**PROVIDED TEXT**
⟨
Friday, August 5, 2011

Johnny Cash Cover Band Plays Local Bar (aka Why I Suck, Am Single, and Most People Are Annoyed By Me)

Tonight (like most nights) I strolled into my local dive, The Nest on Alberta. On this particular warm Friday night (unlike most nights) there was a band playing. Actually, there was a band not playing at the moment I walked in, they were on a break. But the evidence was abundant that indeed there was to be live entertainment at The Nest tonight. Specifically, a handwritten sign posted at the front door which read "$2 donation for band". I did not obey this sign. My first thought was "I'm a musician: I'm poor" followed by "Oh I guess they are too, how can I expect to earn a buck playing music if I won't pay to see it?" I decided that if I thought the band was good I would pay a couple bucks.

I promptly obtained a Pabst from the barkeep and made my way to the patio, where I typically run into people I barely know and talk about The Blazers or Music or something less important. At some point I noticed the band had resumed. I could hear the muffled sounds of train beat coming from inside. Once I had nursed my Ribbon dry I headed back in for another, and to check out the band. As I reentered I could barely make my way across the room. Suddenly the overfilled bike rack made sense (I actually had to wait for a parking space FOR MY BIKE when I arrived.) It was a Johnny Cash cover band playing "Folsom Prison Blues"

Of course that's the song they would be playing precisely the minute I walked in. And the place was packed with happy drunk girls, ranging from a soft-7 on down, dancing and singing along. Now here's the part that makes me suck: This drove me crazy. My first thought was I wonder how many of these people liked Johnny Cash before it was Cool To Like Johnny Cash (that is, before "Hurt" came out). I concluded none of them. Young people like Johnny Cash for the same reasons that people with no ties to Boston wear Red Sox hats.
⟩
**INFORMATION SHOWN**
⟨
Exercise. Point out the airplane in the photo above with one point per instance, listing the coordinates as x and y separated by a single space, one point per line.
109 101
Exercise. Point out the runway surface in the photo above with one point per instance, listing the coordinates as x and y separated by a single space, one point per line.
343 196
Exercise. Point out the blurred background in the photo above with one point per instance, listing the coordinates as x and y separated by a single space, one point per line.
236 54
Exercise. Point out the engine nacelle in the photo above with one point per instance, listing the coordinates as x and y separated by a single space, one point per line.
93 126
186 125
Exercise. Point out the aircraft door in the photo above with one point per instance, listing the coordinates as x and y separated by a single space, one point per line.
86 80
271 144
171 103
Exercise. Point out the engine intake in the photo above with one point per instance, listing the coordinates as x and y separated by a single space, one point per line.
⟩
⟨
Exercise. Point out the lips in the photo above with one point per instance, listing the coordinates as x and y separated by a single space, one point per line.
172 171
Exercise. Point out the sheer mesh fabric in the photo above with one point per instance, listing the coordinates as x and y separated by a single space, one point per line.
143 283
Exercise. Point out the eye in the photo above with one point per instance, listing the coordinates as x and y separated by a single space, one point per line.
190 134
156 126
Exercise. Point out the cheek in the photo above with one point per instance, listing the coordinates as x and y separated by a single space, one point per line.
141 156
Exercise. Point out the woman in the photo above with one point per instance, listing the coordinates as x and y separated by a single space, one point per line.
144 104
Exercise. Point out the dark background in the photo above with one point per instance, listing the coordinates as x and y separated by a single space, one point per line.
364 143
⟩
**ACTIONS TO TAKE**
a. According to the blog post, what song was the Johnny Cash cover band playing when the writer walked back inside?
b. How many lines of the entries contain the string "runway"? Reply with the number only.

**ANSWERS TO EACH TASK**
a. "Folsom Prison Blues"

b. 1